TASK INSTRUCTIONS: Recast everything from the line containing "Detect ocean. Return" down to the line containing "0,190,480,274" as a JSON list of strings, one string per line, with blank lines omitted.

RAW RECORDS:
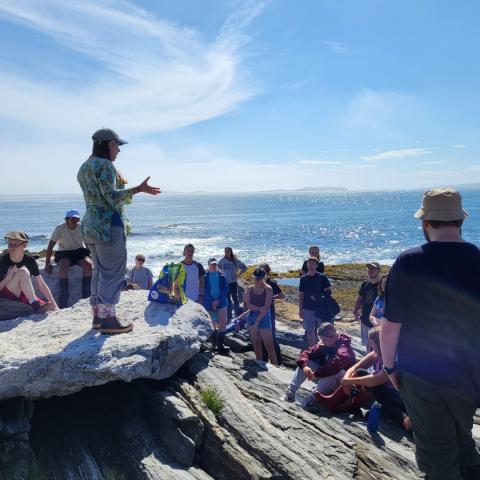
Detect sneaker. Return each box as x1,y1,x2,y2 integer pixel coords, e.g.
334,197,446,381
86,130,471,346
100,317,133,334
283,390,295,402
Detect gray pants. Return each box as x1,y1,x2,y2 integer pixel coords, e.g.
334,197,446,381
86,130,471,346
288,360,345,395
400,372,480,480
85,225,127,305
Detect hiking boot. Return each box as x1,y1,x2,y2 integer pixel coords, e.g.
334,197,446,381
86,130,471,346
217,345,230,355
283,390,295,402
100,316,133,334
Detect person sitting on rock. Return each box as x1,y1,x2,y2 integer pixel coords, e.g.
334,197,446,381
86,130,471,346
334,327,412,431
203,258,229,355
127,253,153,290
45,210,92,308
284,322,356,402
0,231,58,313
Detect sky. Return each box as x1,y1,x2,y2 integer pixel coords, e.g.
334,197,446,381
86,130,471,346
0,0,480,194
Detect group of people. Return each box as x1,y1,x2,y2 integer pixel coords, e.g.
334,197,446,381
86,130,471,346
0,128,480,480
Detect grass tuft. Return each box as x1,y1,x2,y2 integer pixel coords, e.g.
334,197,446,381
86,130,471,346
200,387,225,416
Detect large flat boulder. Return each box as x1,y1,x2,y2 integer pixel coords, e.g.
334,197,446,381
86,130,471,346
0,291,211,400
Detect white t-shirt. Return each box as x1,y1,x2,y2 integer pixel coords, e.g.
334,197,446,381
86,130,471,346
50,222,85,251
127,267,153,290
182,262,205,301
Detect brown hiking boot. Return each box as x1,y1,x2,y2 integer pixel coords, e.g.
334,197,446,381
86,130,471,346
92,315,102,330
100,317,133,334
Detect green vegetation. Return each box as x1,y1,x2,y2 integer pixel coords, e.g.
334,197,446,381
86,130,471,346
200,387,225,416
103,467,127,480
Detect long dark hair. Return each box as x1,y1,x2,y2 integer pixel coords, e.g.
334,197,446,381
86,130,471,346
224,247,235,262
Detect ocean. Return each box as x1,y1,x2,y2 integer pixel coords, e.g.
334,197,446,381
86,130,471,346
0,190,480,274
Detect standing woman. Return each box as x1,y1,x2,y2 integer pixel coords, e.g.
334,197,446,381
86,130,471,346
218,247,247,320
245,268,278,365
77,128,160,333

* * *

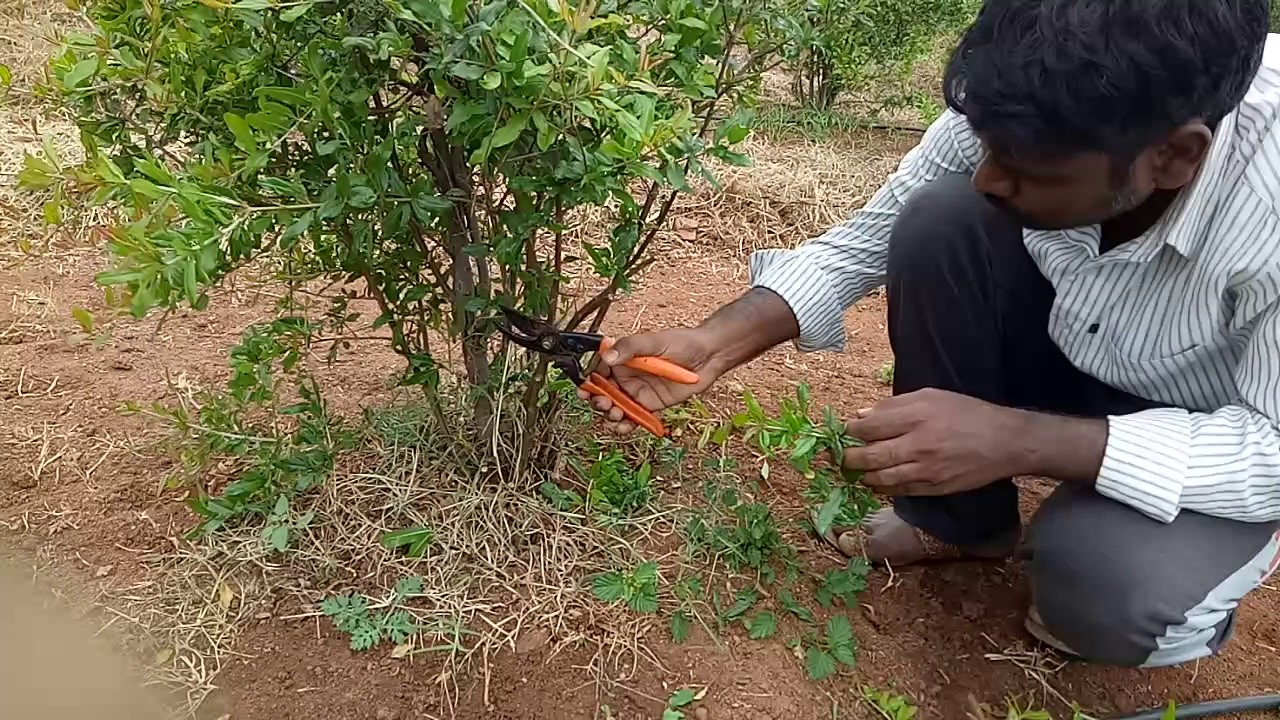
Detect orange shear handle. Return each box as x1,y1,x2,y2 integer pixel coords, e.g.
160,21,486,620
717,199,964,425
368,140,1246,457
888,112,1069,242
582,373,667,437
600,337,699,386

RESULT:
[
  "Detect ocean. Return each box as x1,y1,x2,y2 integer pixel coords, e.g.",
  "334,197,446,381",
  "86,130,471,346",
  "0,190,480,274"
]